#### [Your assignment]
Extract, exactly as written, all lines of the material below from the line that includes "Pretty please, detect the small" through its last line.

#### [Information provided]
_ _ _ _

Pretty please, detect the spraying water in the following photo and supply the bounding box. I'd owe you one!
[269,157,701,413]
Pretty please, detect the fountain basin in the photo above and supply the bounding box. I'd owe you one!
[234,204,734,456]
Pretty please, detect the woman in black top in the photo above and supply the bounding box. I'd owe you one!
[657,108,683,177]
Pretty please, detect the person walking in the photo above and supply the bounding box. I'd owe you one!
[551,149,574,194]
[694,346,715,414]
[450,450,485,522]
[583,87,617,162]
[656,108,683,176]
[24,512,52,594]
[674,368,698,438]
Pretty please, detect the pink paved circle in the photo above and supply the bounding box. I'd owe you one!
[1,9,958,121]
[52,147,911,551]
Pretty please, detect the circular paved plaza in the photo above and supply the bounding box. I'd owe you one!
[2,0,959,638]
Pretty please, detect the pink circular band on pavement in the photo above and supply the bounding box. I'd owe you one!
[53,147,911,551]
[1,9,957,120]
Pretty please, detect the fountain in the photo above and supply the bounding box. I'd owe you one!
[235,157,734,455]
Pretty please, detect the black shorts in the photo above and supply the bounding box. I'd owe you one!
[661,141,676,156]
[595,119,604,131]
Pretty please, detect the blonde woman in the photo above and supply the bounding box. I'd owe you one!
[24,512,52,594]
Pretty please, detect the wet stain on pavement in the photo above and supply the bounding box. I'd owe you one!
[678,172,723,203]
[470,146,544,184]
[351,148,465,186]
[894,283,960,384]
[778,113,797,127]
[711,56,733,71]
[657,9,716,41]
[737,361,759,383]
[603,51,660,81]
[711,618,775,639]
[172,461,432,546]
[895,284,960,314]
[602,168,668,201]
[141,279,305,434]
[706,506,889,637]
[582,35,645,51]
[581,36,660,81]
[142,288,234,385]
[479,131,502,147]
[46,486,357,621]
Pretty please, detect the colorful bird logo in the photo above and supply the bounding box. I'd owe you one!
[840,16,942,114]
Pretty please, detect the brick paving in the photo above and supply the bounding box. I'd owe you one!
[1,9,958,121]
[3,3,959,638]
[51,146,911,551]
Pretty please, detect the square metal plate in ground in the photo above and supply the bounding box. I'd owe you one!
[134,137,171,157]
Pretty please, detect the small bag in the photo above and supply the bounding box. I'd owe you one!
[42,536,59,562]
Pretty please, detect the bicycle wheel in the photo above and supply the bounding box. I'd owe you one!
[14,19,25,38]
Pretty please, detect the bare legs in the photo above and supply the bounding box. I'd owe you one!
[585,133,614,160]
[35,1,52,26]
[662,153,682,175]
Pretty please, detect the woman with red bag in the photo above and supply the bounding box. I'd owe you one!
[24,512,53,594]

_ _ _ _

#### [The answer]
Pretty please, detect the small bag in the photo above and supply the bounding box. I'd owe you one!
[42,536,59,562]
Pretty please, detect the bicycle wheel in the photo above and supply the bounding box. I'd owe you one!
[14,19,25,38]
Pretty please, detect the bare legs in the photo above and supply the bounding box. I'd owe you one!
[585,133,614,160]
[35,1,52,26]
[662,153,682,175]
Pretty please, detect the woman with red bag in the photo above and supply the bounding box. I'd owe you one!
[24,512,53,594]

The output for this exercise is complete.